# Data to process
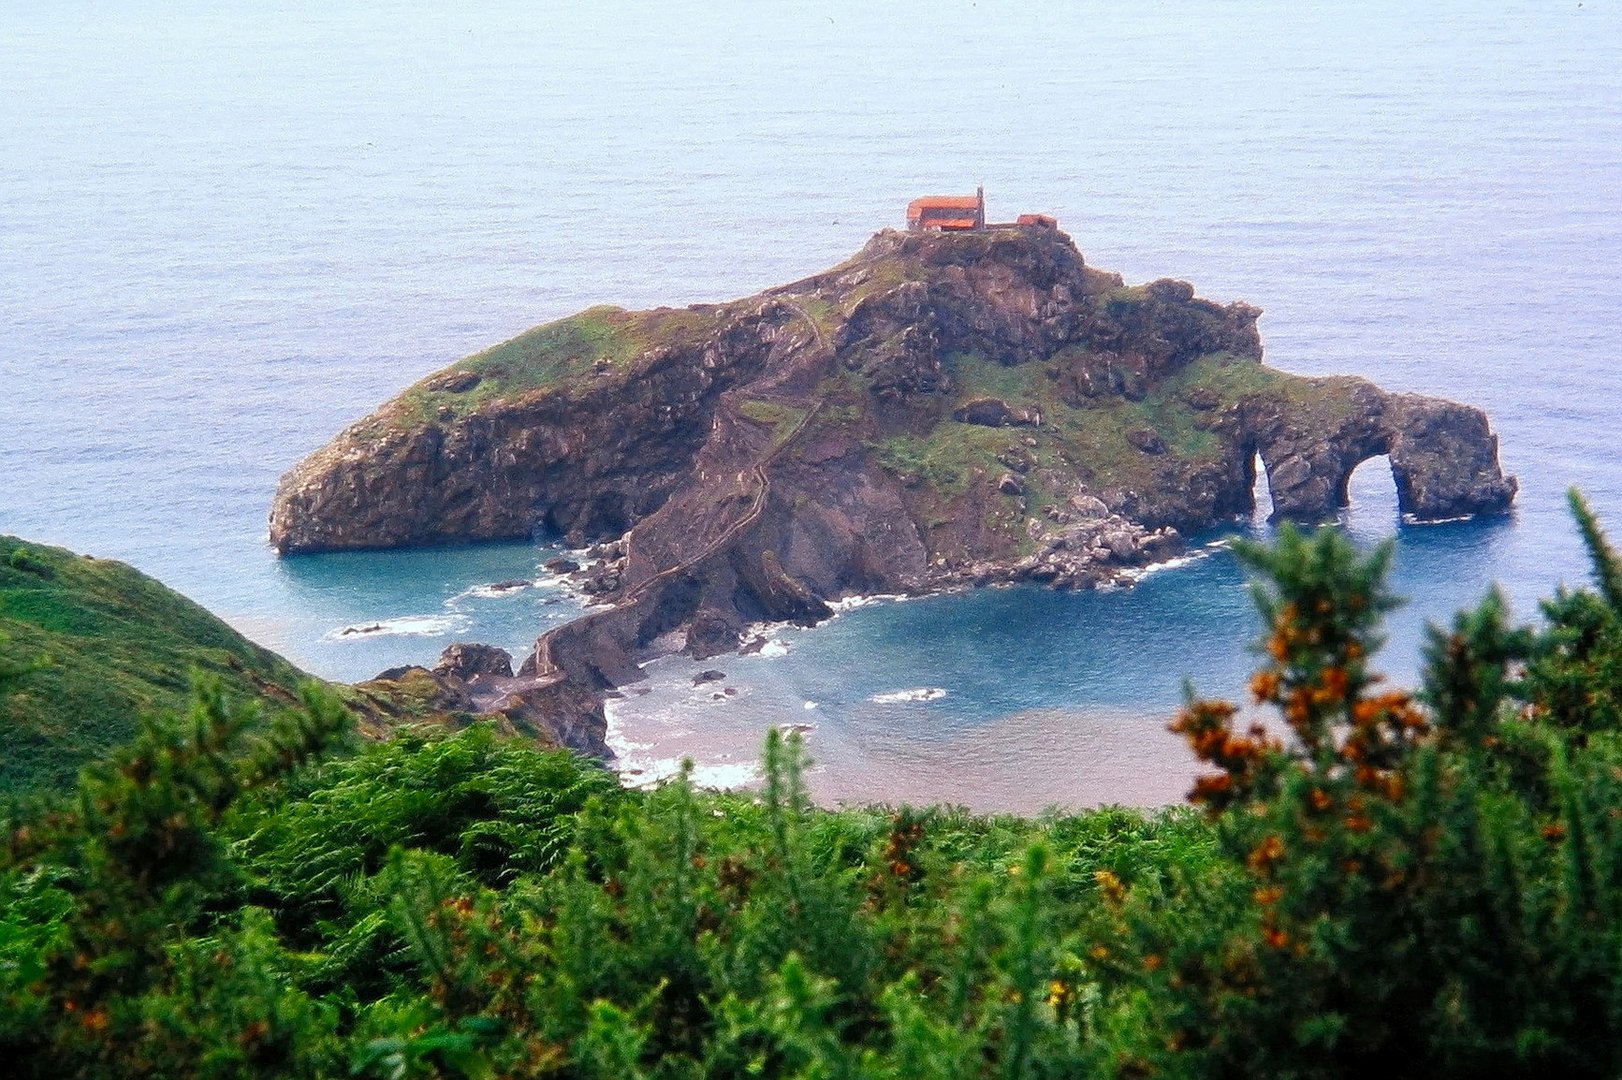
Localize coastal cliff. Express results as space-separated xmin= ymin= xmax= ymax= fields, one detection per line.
xmin=271 ymin=227 xmax=1515 ymax=687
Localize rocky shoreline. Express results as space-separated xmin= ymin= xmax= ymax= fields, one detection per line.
xmin=274 ymin=226 xmax=1516 ymax=747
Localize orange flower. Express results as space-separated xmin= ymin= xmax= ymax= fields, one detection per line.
xmin=1264 ymin=926 xmax=1290 ymax=949
xmin=1143 ymin=954 xmax=1164 ymax=972
xmin=1250 ymin=670 xmax=1281 ymax=703
xmin=1095 ymin=869 xmax=1128 ymax=904
xmin=1248 ymin=834 xmax=1285 ymax=872
xmin=1047 ymin=980 xmax=1076 ymax=1008
xmin=1309 ymin=788 xmax=1332 ymax=812
xmin=1253 ymin=885 xmax=1284 ymax=905
xmin=1191 ymin=774 xmax=1233 ymax=805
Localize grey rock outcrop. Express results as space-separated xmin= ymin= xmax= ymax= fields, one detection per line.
xmin=433 ymin=641 xmax=514 ymax=680
xmin=272 ymin=225 xmax=1516 ymax=732
xmin=359 ymin=647 xmax=609 ymax=758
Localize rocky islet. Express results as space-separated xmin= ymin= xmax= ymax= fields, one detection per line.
xmin=271 ymin=226 xmax=1515 ymax=721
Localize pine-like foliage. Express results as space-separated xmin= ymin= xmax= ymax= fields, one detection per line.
xmin=5 ymin=496 xmax=1622 ymax=1077
xmin=1119 ymin=507 xmax=1622 ymax=1079
xmin=1 ymin=678 xmax=349 ymax=1078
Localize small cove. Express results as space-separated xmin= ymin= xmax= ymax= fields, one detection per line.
xmin=2 ymin=0 xmax=1618 ymax=810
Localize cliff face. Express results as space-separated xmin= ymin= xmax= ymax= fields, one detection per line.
xmin=271 ymin=228 xmax=1515 ymax=686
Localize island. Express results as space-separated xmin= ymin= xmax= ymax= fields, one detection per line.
xmin=270 ymin=221 xmax=1515 ymax=698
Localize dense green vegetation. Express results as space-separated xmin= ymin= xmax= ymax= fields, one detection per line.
xmin=8 ymin=492 xmax=1622 ymax=1077
xmin=0 ymin=536 xmax=310 ymax=795
xmin=919 ymin=349 xmax=1357 ymax=506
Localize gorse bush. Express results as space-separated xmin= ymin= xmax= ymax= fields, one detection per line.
xmin=1 ymin=679 xmax=351 ymax=1077
xmin=1110 ymin=492 xmax=1622 ymax=1078
xmin=5 ymin=491 xmax=1622 ymax=1077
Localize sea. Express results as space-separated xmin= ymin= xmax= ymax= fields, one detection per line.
xmin=3 ymin=1 xmax=1619 ymax=811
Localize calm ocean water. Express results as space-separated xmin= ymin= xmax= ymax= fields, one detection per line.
xmin=3 ymin=1 xmax=1619 ymax=809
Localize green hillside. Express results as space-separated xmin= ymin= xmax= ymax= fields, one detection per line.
xmin=7 ymin=497 xmax=1622 ymax=1076
xmin=0 ymin=536 xmax=310 ymax=794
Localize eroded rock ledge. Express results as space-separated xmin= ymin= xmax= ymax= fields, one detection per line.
xmin=356 ymin=642 xmax=609 ymax=758
xmin=272 ymin=227 xmax=1515 ymax=703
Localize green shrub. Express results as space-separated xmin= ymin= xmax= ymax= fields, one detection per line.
xmin=7 ymin=494 xmax=1622 ymax=1077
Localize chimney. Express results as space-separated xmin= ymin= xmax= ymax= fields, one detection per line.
xmin=976 ymin=185 xmax=985 ymax=228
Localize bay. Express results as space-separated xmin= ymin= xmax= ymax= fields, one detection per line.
xmin=2 ymin=0 xmax=1618 ymax=810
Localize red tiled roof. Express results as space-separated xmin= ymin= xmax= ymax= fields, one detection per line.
xmin=908 ymin=195 xmax=982 ymax=213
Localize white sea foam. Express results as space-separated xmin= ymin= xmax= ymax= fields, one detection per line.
xmin=691 ymin=762 xmax=761 ymax=789
xmin=444 ymin=572 xmax=576 ymax=607
xmin=1114 ymin=544 xmax=1224 ymax=585
xmin=869 ymin=687 xmax=947 ymax=704
xmin=323 ymin=614 xmax=471 ymax=641
xmin=461 ymin=581 xmax=531 ymax=600
xmin=617 ymin=756 xmax=759 ymax=792
xmin=828 ymin=592 xmax=909 ymax=613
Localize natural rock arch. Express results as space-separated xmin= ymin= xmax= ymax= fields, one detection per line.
xmin=1339 ymin=453 xmax=1402 ymax=525
xmin=1246 ymin=389 xmax=1515 ymax=524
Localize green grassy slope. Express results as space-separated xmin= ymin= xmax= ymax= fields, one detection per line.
xmin=0 ymin=536 xmax=311 ymax=795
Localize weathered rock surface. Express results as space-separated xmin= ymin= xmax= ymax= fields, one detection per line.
xmin=954 ymin=398 xmax=1042 ymax=427
xmin=433 ymin=641 xmax=514 ymax=680
xmin=357 ymin=642 xmax=609 ymax=758
xmin=273 ymin=226 xmax=1515 ymax=715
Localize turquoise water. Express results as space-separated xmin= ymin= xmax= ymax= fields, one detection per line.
xmin=3 ymin=1 xmax=1619 ymax=808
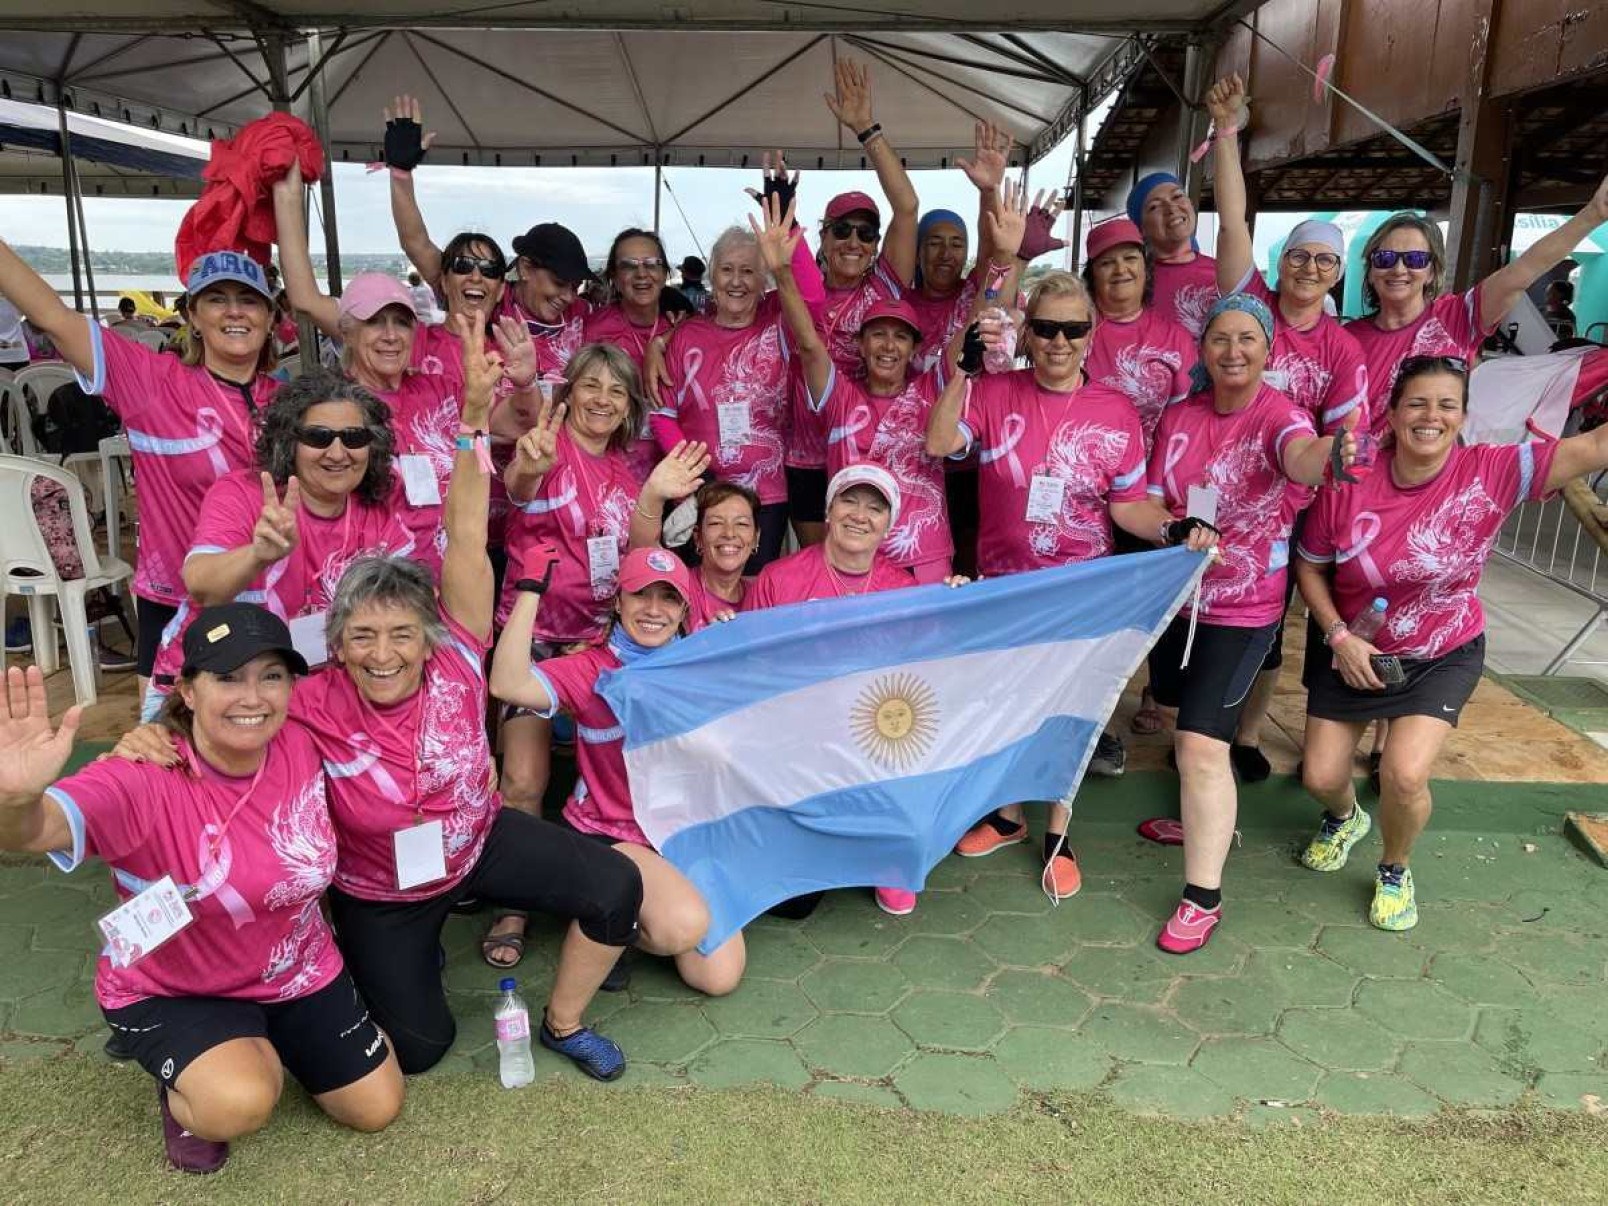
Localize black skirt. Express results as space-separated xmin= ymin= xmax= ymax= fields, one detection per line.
xmin=1306 ymin=633 xmax=1485 ymax=727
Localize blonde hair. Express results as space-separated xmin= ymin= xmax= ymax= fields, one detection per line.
xmin=561 ymin=343 xmax=650 ymax=455
xmin=1026 ymin=270 xmax=1093 ymax=318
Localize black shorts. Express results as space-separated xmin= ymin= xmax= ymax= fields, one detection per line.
xmin=749 ymin=501 xmax=790 ymax=574
xmin=1307 ymin=633 xmax=1485 ymax=727
xmin=134 ymin=597 xmax=180 ymax=678
xmin=785 ymin=465 xmax=827 ymax=524
xmin=1147 ymin=614 xmax=1281 ymax=742
xmin=943 ymin=465 xmax=979 ymax=533
xmin=101 ymin=970 xmax=388 ymax=1096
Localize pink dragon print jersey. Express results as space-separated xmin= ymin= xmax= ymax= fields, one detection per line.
xmin=1345 ymin=288 xmax=1490 ymax=438
xmin=1239 ymin=273 xmax=1370 ymax=434
xmin=1081 ymin=307 xmax=1196 ymax=448
xmin=1150 ymin=253 xmax=1220 ymax=337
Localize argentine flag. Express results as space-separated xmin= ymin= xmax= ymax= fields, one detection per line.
xmin=600 ymin=546 xmax=1209 ymax=952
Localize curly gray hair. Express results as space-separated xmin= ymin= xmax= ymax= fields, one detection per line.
xmin=325 ymin=554 xmax=446 ymax=658
xmin=254 ymin=370 xmax=395 ymax=507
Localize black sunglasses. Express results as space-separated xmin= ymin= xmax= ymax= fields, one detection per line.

# Your goal
Word for word, write out each of the records, but not the pictures.

# Response to the task
Localize coastal cliff. Express results as space-separated xmin= ymin= xmax= ymax= fields, one detection per line.
xmin=271 ymin=227 xmax=1515 ymax=687
Localize rocky shoreline. Express results as space-separated xmin= ymin= xmax= ymax= fields, one detection per line.
xmin=274 ymin=226 xmax=1516 ymax=747
Localize orange flower. Express results as space-separated xmin= ymin= xmax= ymax= fields, one detection per line.
xmin=1264 ymin=926 xmax=1290 ymax=949
xmin=1143 ymin=954 xmax=1164 ymax=972
xmin=1250 ymin=670 xmax=1281 ymax=703
xmin=1095 ymin=869 xmax=1128 ymax=904
xmin=1248 ymin=834 xmax=1285 ymax=872
xmin=1047 ymin=980 xmax=1076 ymax=1008
xmin=1309 ymin=788 xmax=1332 ymax=812
xmin=1253 ymin=885 xmax=1284 ymax=905
xmin=1191 ymin=774 xmax=1233 ymax=805
Localize grey rock outcrop. Express results as space-separated xmin= ymin= xmax= ymax= fields, one detection per line.
xmin=433 ymin=641 xmax=514 ymax=680
xmin=272 ymin=225 xmax=1516 ymax=732
xmin=359 ymin=647 xmax=609 ymax=758
Localize rocky islet. Express results as space-separated xmin= ymin= xmax= ymax= fields, one detection per line.
xmin=271 ymin=226 xmax=1515 ymax=721
Localize pine-like foliage. Express results as space-separated xmin= ymin= xmax= ymax= fields, one detection per line.
xmin=5 ymin=496 xmax=1622 ymax=1077
xmin=1119 ymin=507 xmax=1622 ymax=1079
xmin=1 ymin=678 xmax=349 ymax=1078
Localize small cove. Express results as space-separated xmin= ymin= xmax= ymax= fields, one detection per line.
xmin=2 ymin=0 xmax=1618 ymax=810
Localize cliff face. Express results as space-separated xmin= ymin= xmax= ymax= fields, one detection per line.
xmin=271 ymin=228 xmax=1515 ymax=686
Localize island. Express results as space-separated xmin= ymin= xmax= ymax= fields, one detection per line.
xmin=270 ymin=221 xmax=1515 ymax=698
Localize dense green vegetation. Express results as space-separated xmin= ymin= xmax= ymax= fields, one detection per line.
xmin=8 ymin=492 xmax=1622 ymax=1077
xmin=0 ymin=536 xmax=310 ymax=795
xmin=919 ymin=349 xmax=1357 ymax=506
Localize gorse bush. Express results as space-separated xmin= ymin= xmax= ymax= fields, one detection per line.
xmin=1 ymin=679 xmax=351 ymax=1077
xmin=1110 ymin=492 xmax=1622 ymax=1078
xmin=5 ymin=491 xmax=1622 ymax=1077
Localize sea. Express results as space-separated xmin= ymin= xmax= ymax= fields, one detection per line.
xmin=3 ymin=1 xmax=1619 ymax=811
Localize calm ocean water. Express results as space-separated xmin= ymin= xmax= ymax= fields, one detection per line.
xmin=3 ymin=1 xmax=1619 ymax=809
Localize green hillside. Express results as space-separated xmin= ymin= xmax= ymax= fields, one detection per line.
xmin=7 ymin=497 xmax=1622 ymax=1076
xmin=0 ymin=536 xmax=310 ymax=794
Localize eroded rock ledge. Express results as space-separated xmin= ymin= xmax= ymax= fields, one detection per line.
xmin=356 ymin=642 xmax=609 ymax=758
xmin=272 ymin=227 xmax=1515 ymax=703
Localize green shrub. Express results as space-separated xmin= ymin= xmax= ymax= fields, one detection per line.
xmin=7 ymin=494 xmax=1622 ymax=1077
Localize chimney. Express results as space-separated xmin= ymin= xmax= ymax= fields, one detection per line.
xmin=976 ymin=185 xmax=985 ymax=228
Localize bay. Express results as space-separated xmin= ymin= xmax= ymax= fields, one detection per line.
xmin=2 ymin=0 xmax=1618 ymax=810
Localize red tiled roof. Express results as space-separated xmin= ymin= xmax= ymax= fields, one detection per line.
xmin=908 ymin=195 xmax=982 ymax=213
Localize white sea foam. Express results as space-separated xmin= ymin= xmax= ymax= fields, one detection per line.
xmin=691 ymin=762 xmax=761 ymax=789
xmin=444 ymin=572 xmax=576 ymax=607
xmin=1114 ymin=544 xmax=1224 ymax=585
xmin=869 ymin=687 xmax=947 ymax=704
xmin=323 ymin=614 xmax=471 ymax=641
xmin=461 ymin=581 xmax=531 ymax=600
xmin=617 ymin=756 xmax=759 ymax=792
xmin=828 ymin=592 xmax=909 ymax=613
Localize natural rock arch. Express results as space-separated xmin= ymin= xmax= ymax= fields, one detection per line.
xmin=1339 ymin=453 xmax=1402 ymax=525
xmin=1246 ymin=389 xmax=1515 ymax=524
Localize green grassy slope. Express results as space-separated xmin= ymin= xmax= ymax= fields, one detection per line.
xmin=0 ymin=536 xmax=311 ymax=795
Localize weathered rock surface. Express results as space-separated xmin= ymin= xmax= ymax= fields, one detection per line.
xmin=954 ymin=398 xmax=1042 ymax=427
xmin=433 ymin=641 xmax=514 ymax=680
xmin=357 ymin=642 xmax=609 ymax=758
xmin=273 ymin=226 xmax=1515 ymax=715
Localize turquoise water. Express results as space-separated xmin= ymin= xmax= ymax= fields, one detection per line.
xmin=3 ymin=1 xmax=1619 ymax=808
Localize black skirt. Express results as space-separated xmin= ymin= xmax= ymax= fields, one detection per line.
xmin=1306 ymin=633 xmax=1485 ymax=727
Localize blonde hair. Express results as space-separated xmin= ymin= xmax= ymax= fields, one detection per line.
xmin=561 ymin=343 xmax=650 ymax=455
xmin=1026 ymin=270 xmax=1093 ymax=318
Localize black shorts. Express results as space-separated xmin= ymin= xmax= ymax= fields, one detection per line.
xmin=749 ymin=501 xmax=790 ymax=574
xmin=1307 ymin=633 xmax=1485 ymax=727
xmin=134 ymin=597 xmax=180 ymax=678
xmin=785 ymin=465 xmax=827 ymax=524
xmin=1147 ymin=614 xmax=1281 ymax=742
xmin=943 ymin=465 xmax=979 ymax=533
xmin=101 ymin=970 xmax=388 ymax=1096
Localize pink dragon print jersey. Express results as space-separated xmin= ymin= xmax= ymax= fields, one detection per line.
xmin=1345 ymin=288 xmax=1490 ymax=438
xmin=1239 ymin=273 xmax=1370 ymax=434
xmin=1081 ymin=307 xmax=1196 ymax=448
xmin=1150 ymin=253 xmax=1220 ymax=337
Localize argentine flag. Express results as space-separated xmin= ymin= xmax= ymax= fields, one detection per line.
xmin=600 ymin=546 xmax=1209 ymax=952
Localize curly gray hair. Express results as space-separated xmin= ymin= xmax= ymax= fields, one detection per line.
xmin=325 ymin=554 xmax=446 ymax=658
xmin=254 ymin=370 xmax=395 ymax=507
Localize black sunglasses. Express results as space-separated xmin= ymin= xmax= ymax= fields, one detection per line.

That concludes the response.